### Elenco dei compiti
(1) Rispondi alle seguenti domande sull'estratto su Liliana Segre:
(a) Quanti anni compie oggi Liliana Segre?
(b) Quale istituzione milanese ha inviato un messaggio di auguri?
(c) In quale città trascorrerà la giornata?
(2) Trascrivi dall'estratto su Liliana Segre il passaggio che inizia con "È un giorno" e termina con "non certo gioioso.".

### Estratto della pagina
________________________

È un giorno importante, non solo per lei. Liliana Segre oggi compie 95 anni, ma non sarà una ricorrenza festosa. Messaggi di auguri stanno già arrivando. Come quello del Memoriale della shoah di Milano: "La sua forza e il suo esempio - si legge - sono da sempre una forte luce che accompagna nel presente questo luogo e ne ispira il cammino". Ma non sono previste celebrazioni ufficiali. La senatrice a vita trascorrerà una giornata dedicata agli affetti familiari a Pesaro, città che le è cara, con figli e nipoti. Chi la conosce, conferma che Liliana resta "forte nella sua tempra e nelle sue convinzioni ideali", anche se provata da un momento non certo gioioso.

________________________

### Dati forniti

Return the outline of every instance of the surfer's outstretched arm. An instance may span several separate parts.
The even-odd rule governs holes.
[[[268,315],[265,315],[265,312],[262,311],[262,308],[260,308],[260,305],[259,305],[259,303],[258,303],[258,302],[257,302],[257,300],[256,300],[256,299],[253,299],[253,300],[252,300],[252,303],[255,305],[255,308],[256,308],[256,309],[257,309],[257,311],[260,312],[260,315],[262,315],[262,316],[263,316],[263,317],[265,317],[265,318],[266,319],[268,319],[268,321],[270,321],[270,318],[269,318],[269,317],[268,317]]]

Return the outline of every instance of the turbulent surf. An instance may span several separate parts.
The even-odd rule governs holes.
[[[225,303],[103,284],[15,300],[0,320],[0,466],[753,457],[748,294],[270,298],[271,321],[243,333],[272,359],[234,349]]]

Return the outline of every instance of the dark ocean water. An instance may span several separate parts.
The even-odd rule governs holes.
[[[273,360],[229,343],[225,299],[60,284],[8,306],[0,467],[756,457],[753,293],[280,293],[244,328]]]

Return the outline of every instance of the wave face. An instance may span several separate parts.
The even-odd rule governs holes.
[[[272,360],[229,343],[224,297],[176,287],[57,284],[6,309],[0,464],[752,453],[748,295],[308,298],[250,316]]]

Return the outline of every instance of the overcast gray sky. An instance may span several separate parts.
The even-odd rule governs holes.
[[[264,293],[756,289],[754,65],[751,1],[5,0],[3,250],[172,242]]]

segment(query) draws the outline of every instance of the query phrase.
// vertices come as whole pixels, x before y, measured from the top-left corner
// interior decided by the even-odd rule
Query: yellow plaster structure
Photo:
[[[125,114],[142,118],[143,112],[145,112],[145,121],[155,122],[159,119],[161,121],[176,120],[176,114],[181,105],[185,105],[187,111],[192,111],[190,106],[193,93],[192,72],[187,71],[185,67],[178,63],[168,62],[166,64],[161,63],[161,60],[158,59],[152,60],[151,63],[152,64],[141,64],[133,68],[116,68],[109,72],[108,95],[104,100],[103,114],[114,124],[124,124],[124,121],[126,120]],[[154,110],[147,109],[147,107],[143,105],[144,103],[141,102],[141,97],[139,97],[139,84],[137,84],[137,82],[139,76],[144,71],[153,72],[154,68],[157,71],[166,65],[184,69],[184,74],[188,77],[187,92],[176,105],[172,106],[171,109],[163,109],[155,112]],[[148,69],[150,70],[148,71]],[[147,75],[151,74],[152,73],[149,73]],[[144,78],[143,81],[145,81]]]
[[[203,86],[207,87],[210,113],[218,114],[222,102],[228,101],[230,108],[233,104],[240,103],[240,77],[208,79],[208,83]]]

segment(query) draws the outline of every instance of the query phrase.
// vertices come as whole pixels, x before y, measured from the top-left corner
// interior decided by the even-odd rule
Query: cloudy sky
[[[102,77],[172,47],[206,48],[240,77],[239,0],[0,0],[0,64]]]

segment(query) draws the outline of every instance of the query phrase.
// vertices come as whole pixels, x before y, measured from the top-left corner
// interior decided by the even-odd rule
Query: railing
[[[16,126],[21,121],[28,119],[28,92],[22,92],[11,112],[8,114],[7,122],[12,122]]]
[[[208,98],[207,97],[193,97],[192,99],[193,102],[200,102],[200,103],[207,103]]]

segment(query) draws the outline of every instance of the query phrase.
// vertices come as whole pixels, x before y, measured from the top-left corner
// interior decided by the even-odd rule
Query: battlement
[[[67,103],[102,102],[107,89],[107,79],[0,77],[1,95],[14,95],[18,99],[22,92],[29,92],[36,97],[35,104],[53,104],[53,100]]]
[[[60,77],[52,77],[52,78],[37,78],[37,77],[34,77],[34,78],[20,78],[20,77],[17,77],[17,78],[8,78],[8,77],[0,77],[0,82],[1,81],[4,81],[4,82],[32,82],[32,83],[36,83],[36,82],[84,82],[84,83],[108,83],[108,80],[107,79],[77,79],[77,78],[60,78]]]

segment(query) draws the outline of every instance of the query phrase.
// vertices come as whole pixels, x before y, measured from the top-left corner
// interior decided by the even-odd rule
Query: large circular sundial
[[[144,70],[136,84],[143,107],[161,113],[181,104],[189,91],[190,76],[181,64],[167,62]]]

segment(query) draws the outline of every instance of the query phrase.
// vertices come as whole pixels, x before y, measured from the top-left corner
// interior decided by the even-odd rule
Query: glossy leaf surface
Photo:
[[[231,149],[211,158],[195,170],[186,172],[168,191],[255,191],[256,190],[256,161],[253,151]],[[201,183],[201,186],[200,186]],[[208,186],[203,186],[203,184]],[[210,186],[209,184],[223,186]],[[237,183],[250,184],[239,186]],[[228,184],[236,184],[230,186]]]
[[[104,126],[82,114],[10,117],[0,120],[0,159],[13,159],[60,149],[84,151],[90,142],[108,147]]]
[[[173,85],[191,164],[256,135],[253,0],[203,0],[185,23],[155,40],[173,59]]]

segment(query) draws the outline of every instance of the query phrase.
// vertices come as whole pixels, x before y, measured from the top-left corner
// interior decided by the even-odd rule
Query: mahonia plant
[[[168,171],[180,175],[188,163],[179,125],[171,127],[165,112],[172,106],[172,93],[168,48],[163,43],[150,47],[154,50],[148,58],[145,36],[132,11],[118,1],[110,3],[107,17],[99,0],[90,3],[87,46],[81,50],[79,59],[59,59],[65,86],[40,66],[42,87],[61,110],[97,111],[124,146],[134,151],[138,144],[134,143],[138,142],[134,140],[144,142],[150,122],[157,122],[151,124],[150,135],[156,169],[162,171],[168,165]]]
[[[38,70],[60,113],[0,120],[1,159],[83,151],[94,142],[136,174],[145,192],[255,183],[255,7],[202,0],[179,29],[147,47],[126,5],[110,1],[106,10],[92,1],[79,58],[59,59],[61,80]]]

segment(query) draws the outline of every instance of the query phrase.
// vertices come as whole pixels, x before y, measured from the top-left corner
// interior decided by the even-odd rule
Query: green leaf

________________________

### Risposte ai compiti
(1)
(a) 95 anni.
(b) Il Memoriale della shoah di Milano.
(c) A Pesaro.

(2)
È un giorno importante, non solo per lei. Liliana Segre oggi compie 95 anni, ma non sarà una ricorrenza festosa. Messaggi di auguri stanno già arrivando. Come quello del Memoriale della shoah di Milano: "La sua forza e il suo esempio - si legge - sono da sempre una forte luce che accompagna nel presente questo luogo e ne ispira il cammino". Ma non sono previste celebrazioni ufficiali. La senatrice a vita trascorrerà una giornata dedicata agli affetti familiari a Pesaro, città che le è cara, con figli e nipoti. Chi la conosce, conferma che Liliana resta "forte nella sua tempra e nelle sue convinzioni ideali", anche se provata da un momento non certo gioioso.